Nel suo scritto, Heymann sottolinea come, proprio per la gioia di rivedere vivi e liberi i quattro prigionieri, sia più importante che mai rilevare che un numero sempre maggiore di persone sta finalmente realizzando una semplice verità: che questa guerra deve finire, immediatamente.

E annota che per liberare gli ostaggi ancora prigionieri di Hamas non si deve passare necessariamente attraverso “un’operazione eroica” come quella di Nuseirat – che, come ha affermato lo stesso portavoce dell’IDF in un raro momento di sincerità, “avrebbe potuto concludersi in modo molto diverso” (ossia con la morte degli ostaggi) – ma piuttosto siglando un accordo con Hamas che ponga immediatamente fine al massacro che Israele sta perpetrando a Gaza.

L’operazione di salvataggio, che ha causato una strage dei palestinesi, è avvenuta in un momento cruciale, cioè proprio quando un accordo con Hamas iniziava a delinearsi all’orizzonte. Infatti, il piano per un cessate il fuoco annunciato da Biden e la minaccia di Benny Gantz di dimettersi proprio l’8 giugno (il giorno del massacro di Nuseirat) se Netanyahu non avesse accolto tale proposta, sembravano aprire uno spiraglio di speranza.

## Righe fornite
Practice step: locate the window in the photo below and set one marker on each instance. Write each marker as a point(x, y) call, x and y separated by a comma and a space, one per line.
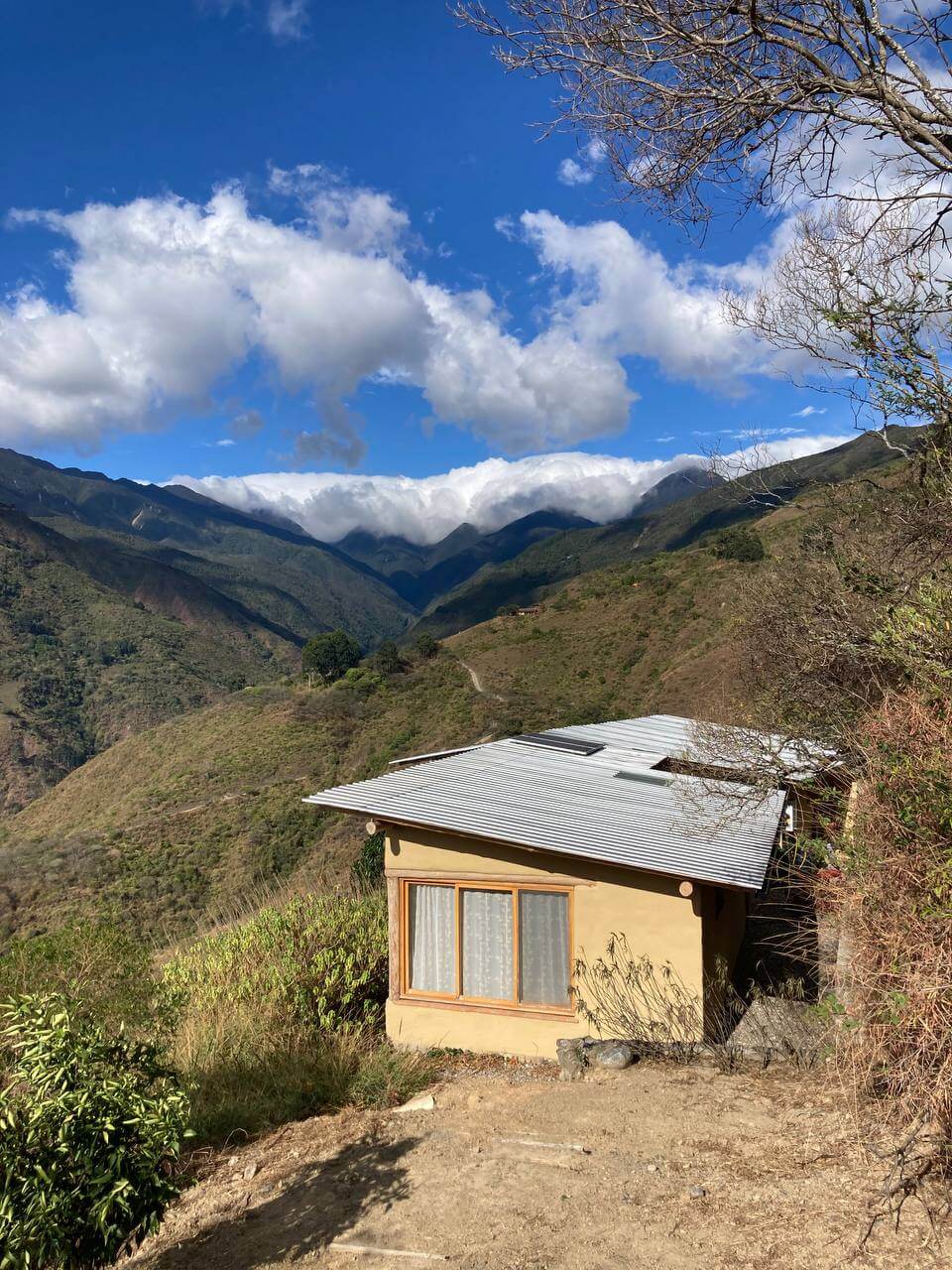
point(485, 943)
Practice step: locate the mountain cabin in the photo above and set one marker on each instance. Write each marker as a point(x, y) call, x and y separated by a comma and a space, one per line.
point(509, 860)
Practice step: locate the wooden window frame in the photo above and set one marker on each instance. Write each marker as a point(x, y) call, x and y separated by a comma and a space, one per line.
point(457, 998)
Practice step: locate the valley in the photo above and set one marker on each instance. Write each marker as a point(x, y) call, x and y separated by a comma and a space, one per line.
point(193, 738)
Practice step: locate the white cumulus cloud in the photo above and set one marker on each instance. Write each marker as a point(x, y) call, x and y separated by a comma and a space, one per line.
point(168, 298)
point(489, 494)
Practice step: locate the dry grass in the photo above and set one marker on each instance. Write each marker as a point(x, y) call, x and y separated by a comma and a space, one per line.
point(895, 905)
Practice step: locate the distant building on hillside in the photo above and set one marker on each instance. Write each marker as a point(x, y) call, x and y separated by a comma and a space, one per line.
point(507, 861)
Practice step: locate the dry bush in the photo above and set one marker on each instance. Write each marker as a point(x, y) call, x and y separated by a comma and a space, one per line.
point(895, 902)
point(651, 1007)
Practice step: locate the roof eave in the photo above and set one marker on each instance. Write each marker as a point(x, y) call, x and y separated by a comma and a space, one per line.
point(389, 818)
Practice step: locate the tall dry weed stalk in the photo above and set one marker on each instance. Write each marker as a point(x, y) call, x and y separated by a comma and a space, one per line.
point(895, 910)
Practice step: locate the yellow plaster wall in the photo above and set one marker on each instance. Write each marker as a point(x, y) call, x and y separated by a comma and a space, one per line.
point(657, 921)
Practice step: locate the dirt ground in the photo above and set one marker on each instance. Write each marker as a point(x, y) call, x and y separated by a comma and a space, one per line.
point(653, 1169)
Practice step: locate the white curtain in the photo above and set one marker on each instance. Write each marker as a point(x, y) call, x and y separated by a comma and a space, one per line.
point(431, 939)
point(543, 948)
point(488, 944)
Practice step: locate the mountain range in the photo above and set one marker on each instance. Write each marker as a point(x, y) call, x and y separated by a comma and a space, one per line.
point(155, 735)
point(126, 604)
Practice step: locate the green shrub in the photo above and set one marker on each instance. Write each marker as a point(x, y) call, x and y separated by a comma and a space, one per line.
point(426, 645)
point(252, 1072)
point(739, 544)
point(330, 654)
point(367, 870)
point(91, 1128)
point(318, 960)
point(95, 964)
point(361, 679)
point(386, 659)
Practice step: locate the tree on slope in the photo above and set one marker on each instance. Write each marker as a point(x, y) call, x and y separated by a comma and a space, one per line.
point(330, 654)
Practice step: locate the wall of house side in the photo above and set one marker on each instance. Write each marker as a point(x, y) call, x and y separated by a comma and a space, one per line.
point(658, 924)
point(725, 917)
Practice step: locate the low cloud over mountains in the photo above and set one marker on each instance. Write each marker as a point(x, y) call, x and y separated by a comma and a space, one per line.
point(489, 494)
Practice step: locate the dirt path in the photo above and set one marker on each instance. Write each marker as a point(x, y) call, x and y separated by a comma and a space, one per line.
point(477, 683)
point(653, 1169)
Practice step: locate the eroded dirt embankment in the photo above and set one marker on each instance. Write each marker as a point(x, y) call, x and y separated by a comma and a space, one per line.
point(653, 1169)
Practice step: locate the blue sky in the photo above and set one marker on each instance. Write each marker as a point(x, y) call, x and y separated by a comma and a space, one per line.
point(298, 111)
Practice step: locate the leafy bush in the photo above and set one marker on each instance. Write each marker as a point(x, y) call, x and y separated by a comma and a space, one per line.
point(386, 659)
point(739, 544)
point(367, 870)
point(361, 679)
point(426, 645)
point(278, 1017)
point(330, 654)
point(91, 1128)
point(318, 960)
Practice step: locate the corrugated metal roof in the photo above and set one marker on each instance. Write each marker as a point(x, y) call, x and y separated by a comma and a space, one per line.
point(575, 806)
point(673, 735)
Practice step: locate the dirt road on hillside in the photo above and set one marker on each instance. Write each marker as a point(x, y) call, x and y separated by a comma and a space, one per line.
point(653, 1169)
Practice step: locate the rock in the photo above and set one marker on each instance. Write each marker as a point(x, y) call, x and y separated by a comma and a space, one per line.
point(421, 1102)
point(612, 1055)
point(777, 1026)
point(571, 1057)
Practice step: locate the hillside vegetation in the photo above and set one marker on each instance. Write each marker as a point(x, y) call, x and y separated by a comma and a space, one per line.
point(84, 662)
point(275, 571)
point(200, 813)
point(534, 572)
point(191, 817)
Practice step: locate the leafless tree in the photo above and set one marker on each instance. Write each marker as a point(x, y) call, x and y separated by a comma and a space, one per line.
point(692, 96)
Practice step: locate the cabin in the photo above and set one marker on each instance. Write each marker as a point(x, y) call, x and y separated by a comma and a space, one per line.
point(507, 861)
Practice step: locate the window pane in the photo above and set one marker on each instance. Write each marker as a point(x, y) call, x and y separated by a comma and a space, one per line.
point(543, 948)
point(431, 939)
point(488, 944)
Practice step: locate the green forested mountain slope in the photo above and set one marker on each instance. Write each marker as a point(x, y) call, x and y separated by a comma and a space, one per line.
point(202, 811)
point(422, 572)
point(96, 643)
point(281, 572)
point(530, 575)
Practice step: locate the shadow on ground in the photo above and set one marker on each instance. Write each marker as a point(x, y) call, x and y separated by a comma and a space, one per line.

## Attività da svolgere A
Copia dal brano sulla liberazione degli ostaggi il tratto che va da "E annota che" fino a "spiraglio di speranza.".
## Attività da svolgere B
Riprendi il brano sulla liberazione degli ostaggi e proseguilo a partire dalla sua ultima frase.

## Risultato esercizio A
E annota che per liberare gli ostaggi ancora prigionieri di Hamas non si deve passare necessariamente attraverso “un’operazione eroica” come quella di Nuseirat – che, come ha affermato lo stesso portavoce dell’IDF in un raro momento di sincerità, “avrebbe potuto concludersi in modo molto diverso” (ossia con la morte degli ostaggi) – ma piuttosto siglando un accordo con Hamas che ponga immediatamente fine al massacro che Israele sta perpetrando a Gaza.

L’operazione di salvataggio, che ha causato una strage dei palestinesi, è avvenuta in un momento cruciale, cioè proprio quando un accordo con Hamas iniziava a delinearsi all’orizzonte. Infatti, il piano per un cessate il fuoco annunciato da Biden e la minaccia di Benny Gantz di dimettersi proprio l’8 giugno (il giorno del massacro di Nuseirat) se Netanyahu non avesse accolto tale proposta, sembravano aprire uno spiraglio di speranza.

## Risultato esercizio B
Il successo che rilancia la guerra

Purtroppo, continua Heymann, quanto avvenuto l’8 giugno, invece di rafforzare lo slancio per un accordo, ha avuto come effetto di renderlo più arduo. Infatti, “il primo ministro israeliano e il suo seguito di tirapiedi, con le loro decisioni disastrose che decidono chi vive e chi muore, hanno cercato di sfruttare il successo dell’operazione per dimostrare che non c’è nulla di più saggio che proseguire la guerra con tutte le nostre forze”.

Ma, avverte Heymann, è fondamentale non farsi ingannare dalle “manipolazioni” del governo, “perché solo un uomo senza cuore potrebbe non piangere di dolore di fronte alle immagini strazianti delle decine di famiglie palestinesi che hanno perso i loro cari in questa operazione. Alcuni di essi erano bambini piccolissimi, il cui unico peccato è stato quello di nascere a Gaza”.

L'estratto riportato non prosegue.